With the line containing "Target: white shorts" as the first line and the last line of the records as the final one, reproduce that range exactly.

— Data to process —

"""

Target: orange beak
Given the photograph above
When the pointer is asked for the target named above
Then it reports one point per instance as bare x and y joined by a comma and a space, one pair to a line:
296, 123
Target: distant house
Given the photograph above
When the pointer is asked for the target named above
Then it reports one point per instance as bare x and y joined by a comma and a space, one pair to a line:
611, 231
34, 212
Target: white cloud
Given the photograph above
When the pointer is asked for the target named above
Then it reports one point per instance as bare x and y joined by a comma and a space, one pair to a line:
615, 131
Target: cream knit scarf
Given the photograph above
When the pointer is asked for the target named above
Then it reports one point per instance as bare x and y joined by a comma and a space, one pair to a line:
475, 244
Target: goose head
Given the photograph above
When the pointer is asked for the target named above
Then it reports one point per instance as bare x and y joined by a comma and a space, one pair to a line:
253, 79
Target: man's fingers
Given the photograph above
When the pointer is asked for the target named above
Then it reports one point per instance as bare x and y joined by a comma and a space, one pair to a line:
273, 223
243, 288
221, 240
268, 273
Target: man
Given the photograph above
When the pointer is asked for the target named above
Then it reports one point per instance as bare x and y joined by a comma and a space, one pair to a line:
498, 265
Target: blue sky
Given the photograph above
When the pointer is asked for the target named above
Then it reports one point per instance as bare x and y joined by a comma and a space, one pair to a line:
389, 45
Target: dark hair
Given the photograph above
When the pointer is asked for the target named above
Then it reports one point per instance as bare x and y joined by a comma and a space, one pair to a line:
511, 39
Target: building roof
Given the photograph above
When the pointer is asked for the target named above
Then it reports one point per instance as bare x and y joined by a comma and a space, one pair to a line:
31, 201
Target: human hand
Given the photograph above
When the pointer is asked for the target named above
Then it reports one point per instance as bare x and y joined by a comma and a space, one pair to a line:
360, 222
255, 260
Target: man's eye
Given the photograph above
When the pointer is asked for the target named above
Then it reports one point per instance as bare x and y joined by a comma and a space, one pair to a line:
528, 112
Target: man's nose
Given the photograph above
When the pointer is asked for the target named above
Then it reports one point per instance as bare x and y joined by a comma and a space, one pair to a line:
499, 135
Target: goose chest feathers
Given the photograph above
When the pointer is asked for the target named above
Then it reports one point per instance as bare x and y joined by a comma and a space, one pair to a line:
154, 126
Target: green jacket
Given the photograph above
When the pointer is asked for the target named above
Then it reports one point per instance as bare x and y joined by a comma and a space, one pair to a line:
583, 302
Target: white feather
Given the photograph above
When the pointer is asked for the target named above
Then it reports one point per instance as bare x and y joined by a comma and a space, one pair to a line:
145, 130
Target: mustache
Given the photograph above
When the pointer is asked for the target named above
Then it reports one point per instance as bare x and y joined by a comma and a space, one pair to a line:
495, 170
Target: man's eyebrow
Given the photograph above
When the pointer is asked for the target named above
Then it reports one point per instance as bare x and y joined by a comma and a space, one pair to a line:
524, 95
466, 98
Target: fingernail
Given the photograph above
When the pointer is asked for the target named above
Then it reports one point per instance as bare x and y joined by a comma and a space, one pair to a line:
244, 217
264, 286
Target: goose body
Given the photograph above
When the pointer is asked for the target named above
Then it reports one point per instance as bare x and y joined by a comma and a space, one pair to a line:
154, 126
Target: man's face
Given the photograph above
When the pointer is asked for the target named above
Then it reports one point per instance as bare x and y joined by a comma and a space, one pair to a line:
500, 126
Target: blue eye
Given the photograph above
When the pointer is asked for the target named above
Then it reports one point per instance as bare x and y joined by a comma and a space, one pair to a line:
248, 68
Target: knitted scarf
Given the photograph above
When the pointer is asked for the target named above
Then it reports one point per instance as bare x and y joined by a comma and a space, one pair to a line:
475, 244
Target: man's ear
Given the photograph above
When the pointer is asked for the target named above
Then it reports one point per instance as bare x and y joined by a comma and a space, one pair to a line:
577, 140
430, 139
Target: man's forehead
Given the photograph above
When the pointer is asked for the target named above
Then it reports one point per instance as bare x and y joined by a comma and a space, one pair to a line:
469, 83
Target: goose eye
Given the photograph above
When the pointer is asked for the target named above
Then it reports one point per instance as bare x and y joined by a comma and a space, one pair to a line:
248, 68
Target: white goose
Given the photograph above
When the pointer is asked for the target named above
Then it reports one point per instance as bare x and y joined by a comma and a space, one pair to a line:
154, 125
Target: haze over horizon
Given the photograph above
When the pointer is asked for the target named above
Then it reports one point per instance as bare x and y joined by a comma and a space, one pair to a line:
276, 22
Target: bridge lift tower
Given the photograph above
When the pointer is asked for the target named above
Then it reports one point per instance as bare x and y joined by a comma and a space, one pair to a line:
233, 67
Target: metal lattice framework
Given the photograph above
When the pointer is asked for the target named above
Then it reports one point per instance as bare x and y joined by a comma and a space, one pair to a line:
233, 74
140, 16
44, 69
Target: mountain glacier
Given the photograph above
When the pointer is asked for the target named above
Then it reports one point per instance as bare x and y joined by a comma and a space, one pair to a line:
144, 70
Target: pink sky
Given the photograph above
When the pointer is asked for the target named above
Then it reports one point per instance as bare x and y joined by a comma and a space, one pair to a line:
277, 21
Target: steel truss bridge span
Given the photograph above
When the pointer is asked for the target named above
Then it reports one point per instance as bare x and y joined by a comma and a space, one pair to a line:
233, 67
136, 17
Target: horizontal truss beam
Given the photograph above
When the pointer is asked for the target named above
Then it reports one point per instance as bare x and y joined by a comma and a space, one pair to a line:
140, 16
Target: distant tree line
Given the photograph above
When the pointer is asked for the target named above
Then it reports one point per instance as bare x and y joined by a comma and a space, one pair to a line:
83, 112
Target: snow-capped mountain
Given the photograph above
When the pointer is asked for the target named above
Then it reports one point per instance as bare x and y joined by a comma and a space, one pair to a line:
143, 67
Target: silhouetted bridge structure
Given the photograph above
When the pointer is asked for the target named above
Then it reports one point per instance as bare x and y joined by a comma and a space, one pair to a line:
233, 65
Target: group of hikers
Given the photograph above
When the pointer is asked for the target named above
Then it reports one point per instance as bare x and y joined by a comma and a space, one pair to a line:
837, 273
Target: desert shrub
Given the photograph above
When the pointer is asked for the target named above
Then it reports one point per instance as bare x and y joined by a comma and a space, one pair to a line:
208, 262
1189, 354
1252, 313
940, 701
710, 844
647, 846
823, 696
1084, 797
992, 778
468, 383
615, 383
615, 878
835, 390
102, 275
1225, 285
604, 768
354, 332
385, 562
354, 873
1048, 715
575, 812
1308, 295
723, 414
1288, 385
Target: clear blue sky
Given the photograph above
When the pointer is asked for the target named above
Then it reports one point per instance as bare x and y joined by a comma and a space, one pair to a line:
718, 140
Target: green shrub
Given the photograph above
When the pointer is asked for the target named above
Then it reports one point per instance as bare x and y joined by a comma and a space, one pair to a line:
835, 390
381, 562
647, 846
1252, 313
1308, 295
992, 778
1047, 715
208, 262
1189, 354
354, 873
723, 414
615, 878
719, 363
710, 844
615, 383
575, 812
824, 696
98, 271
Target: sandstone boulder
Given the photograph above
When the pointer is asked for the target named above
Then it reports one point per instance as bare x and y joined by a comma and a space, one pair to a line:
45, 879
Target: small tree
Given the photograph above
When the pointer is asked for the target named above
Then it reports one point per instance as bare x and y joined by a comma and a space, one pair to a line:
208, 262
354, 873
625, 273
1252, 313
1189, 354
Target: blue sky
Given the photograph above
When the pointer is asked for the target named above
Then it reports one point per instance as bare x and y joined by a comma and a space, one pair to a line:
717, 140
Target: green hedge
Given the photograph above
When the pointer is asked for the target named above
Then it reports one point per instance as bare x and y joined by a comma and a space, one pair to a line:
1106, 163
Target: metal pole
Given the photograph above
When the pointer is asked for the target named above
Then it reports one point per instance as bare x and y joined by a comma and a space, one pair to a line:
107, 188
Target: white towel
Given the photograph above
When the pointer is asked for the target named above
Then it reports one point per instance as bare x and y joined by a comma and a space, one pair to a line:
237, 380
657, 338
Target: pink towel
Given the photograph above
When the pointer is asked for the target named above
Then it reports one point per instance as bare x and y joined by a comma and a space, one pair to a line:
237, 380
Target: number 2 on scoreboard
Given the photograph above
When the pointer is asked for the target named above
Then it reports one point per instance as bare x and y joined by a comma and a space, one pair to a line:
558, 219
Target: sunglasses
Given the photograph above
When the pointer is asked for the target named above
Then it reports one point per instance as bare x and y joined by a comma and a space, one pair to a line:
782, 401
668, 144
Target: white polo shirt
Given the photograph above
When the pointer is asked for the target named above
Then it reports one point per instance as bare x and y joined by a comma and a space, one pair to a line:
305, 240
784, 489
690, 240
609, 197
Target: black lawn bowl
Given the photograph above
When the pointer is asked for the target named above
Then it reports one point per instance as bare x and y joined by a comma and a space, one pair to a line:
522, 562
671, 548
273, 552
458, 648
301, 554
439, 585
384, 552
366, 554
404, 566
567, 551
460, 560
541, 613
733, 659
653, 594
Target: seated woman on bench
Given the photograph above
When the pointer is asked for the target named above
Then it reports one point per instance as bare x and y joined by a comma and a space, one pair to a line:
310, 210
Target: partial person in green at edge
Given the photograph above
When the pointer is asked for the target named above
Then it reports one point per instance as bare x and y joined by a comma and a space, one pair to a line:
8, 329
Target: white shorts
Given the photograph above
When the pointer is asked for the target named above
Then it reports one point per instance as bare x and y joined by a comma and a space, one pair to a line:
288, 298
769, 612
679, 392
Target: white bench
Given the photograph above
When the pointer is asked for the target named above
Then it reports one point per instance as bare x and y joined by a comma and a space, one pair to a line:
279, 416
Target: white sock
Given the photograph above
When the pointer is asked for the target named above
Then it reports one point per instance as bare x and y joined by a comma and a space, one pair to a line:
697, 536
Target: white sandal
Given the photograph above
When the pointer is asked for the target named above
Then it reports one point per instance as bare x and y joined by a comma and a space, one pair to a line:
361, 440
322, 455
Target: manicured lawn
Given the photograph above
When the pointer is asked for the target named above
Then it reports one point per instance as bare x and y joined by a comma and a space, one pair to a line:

"""

— Answer in full —
Target: white shorts
Given the photograph above
When the pointer is asked for the target named above
Then it reports one point per instance as bare x and y joined by a comma and a space, one pair to a line:
288, 298
769, 612
679, 392
Target: white bench
Given the photograph above
When the pointer is asked for the target named above
Then it reports one point per instance as bare x and y joined by a comma and a space, one pair to a line:
279, 416
Target: white sock
Given the photograph above
When the pointer is asked for the target named above
Then it reports one point per instance as bare x and y joined by a comma and a space, one pair to a line:
697, 536
Target: white sandal
Given the photograph above
When the pointer is asked for the target named above
Then it reports one point per instance as bare x and y joined by a comma and a space, one pair to a line:
361, 440
322, 455
Target: manicured lawn
Given the photograph above
When the pointer is asked for the target named above
Then it reports one point per instance as bare x and y joined by a comma and a space, one pair to a line:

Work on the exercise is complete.